◆ **Supplied records**
_ _ _
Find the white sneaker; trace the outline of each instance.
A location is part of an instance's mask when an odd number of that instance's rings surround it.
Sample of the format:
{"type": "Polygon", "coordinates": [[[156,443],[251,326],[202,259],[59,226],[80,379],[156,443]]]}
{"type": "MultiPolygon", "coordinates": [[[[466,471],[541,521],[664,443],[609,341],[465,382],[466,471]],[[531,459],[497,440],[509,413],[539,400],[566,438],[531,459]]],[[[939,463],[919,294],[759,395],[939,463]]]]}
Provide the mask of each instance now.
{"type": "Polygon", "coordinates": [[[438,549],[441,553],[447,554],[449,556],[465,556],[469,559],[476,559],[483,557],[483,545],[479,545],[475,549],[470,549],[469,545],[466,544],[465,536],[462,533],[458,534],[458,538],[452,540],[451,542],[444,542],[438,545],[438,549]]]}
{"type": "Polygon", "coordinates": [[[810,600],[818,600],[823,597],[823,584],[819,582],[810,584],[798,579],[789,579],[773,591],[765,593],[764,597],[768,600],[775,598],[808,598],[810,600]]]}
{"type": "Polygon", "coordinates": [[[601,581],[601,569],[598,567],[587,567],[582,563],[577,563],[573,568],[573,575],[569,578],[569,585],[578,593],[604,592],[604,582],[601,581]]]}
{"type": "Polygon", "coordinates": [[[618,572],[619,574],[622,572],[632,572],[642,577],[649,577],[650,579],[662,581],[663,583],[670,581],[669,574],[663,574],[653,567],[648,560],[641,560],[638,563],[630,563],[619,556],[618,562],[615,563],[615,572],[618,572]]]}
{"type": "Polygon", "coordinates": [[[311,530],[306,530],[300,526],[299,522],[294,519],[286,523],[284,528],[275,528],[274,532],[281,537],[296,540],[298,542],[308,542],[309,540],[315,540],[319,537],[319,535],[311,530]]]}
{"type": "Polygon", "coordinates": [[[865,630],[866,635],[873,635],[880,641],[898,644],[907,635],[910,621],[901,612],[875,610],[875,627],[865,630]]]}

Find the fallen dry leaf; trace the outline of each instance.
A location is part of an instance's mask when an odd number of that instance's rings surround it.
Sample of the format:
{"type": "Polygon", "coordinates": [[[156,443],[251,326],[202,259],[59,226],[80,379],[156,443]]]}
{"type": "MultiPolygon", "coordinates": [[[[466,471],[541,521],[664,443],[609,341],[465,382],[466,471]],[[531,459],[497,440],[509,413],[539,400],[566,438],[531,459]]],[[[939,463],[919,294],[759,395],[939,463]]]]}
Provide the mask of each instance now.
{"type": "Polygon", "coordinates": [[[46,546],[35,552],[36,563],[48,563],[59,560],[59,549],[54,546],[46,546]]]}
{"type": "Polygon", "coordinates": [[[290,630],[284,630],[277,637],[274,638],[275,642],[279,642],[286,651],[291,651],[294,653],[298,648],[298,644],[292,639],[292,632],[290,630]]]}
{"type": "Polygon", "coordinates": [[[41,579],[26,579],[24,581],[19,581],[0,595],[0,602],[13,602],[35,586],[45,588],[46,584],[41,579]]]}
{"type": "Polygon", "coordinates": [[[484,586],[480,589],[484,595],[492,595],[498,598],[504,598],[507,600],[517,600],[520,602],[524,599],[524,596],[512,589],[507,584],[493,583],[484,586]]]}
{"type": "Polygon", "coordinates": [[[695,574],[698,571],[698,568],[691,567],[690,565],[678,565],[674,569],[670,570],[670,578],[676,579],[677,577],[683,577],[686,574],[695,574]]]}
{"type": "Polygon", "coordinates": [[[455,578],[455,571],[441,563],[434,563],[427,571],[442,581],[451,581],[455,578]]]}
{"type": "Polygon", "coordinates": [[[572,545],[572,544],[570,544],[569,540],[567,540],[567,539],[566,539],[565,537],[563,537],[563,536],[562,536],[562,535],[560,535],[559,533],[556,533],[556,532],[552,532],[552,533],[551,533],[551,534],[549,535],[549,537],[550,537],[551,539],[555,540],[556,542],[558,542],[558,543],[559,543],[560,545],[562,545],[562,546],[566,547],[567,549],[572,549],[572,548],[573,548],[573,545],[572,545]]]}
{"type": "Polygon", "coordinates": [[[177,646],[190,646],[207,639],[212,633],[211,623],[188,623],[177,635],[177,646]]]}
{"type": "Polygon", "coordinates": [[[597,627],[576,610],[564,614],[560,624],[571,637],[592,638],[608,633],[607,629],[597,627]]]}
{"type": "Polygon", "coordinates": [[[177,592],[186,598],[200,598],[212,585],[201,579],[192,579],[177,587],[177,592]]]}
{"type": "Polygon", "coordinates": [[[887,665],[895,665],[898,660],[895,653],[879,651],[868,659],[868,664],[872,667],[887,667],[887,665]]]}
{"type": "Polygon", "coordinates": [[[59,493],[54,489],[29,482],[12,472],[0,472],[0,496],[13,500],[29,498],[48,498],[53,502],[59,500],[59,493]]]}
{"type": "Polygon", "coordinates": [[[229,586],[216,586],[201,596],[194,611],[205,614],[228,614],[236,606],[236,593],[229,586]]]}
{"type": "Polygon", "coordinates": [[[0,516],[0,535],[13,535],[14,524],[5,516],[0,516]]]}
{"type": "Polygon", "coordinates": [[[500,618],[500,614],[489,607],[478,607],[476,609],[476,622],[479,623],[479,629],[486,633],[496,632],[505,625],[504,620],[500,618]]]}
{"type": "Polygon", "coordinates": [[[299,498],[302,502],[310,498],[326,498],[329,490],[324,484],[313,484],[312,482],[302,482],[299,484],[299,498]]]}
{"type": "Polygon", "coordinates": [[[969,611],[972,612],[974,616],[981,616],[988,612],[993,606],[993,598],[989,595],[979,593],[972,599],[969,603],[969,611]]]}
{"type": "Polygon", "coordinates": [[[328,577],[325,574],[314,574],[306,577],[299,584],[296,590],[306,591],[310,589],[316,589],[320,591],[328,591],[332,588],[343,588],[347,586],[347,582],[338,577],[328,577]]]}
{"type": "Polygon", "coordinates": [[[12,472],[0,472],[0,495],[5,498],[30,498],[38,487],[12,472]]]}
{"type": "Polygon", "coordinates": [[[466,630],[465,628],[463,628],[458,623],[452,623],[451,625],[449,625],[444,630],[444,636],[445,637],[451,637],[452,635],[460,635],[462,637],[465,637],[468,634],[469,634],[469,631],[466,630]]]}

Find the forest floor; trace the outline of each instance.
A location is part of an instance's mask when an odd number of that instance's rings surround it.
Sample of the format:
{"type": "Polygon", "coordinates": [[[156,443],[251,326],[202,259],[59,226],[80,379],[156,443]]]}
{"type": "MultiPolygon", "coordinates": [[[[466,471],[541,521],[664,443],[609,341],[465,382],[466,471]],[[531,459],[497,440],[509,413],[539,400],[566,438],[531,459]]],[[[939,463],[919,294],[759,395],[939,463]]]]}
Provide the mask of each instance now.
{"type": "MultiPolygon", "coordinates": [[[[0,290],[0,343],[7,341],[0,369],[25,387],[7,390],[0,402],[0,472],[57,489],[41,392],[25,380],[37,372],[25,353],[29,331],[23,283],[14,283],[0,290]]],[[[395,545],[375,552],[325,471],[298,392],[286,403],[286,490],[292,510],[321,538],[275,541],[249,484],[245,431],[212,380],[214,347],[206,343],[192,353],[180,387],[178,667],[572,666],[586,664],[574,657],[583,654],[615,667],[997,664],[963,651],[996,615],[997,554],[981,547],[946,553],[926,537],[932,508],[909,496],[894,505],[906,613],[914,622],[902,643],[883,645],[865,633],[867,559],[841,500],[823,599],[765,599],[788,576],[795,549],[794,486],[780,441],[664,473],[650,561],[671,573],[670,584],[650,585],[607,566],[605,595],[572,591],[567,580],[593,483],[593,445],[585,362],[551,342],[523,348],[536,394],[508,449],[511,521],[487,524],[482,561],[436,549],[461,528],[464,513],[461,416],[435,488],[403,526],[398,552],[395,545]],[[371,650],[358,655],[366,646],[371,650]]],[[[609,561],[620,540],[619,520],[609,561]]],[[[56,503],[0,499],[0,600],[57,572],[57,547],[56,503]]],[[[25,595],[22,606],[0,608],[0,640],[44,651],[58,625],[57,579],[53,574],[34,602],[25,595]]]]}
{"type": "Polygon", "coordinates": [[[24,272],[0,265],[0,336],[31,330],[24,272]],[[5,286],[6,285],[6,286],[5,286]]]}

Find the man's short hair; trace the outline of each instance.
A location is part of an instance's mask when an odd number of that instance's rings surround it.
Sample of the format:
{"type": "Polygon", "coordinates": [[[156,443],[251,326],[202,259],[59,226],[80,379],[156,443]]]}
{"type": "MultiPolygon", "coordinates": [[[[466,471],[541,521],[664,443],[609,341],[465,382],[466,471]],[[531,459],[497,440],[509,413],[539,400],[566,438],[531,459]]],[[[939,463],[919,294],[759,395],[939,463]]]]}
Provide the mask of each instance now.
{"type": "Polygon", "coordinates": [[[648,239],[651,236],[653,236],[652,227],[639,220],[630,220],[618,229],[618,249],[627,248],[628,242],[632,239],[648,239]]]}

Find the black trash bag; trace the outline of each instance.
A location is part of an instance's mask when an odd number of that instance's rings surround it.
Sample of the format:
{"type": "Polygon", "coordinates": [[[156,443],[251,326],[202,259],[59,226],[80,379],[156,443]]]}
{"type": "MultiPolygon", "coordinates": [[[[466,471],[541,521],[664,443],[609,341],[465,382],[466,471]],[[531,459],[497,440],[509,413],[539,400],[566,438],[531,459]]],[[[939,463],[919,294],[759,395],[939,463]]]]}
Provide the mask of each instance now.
_ _ _
◆ **Task requirements**
All lines above that include the word "trace" must be copied into the answer.

◆ **Exercise response**
Find the white sneaker; trace the outline of each instance.
Find the fallen dry leaf; trace the outline of each instance.
Find the forest floor; trace the outline of each instance.
Find the man's short hair; trace the outline of each instance.
Find the black trash bag; trace the outline of each instance.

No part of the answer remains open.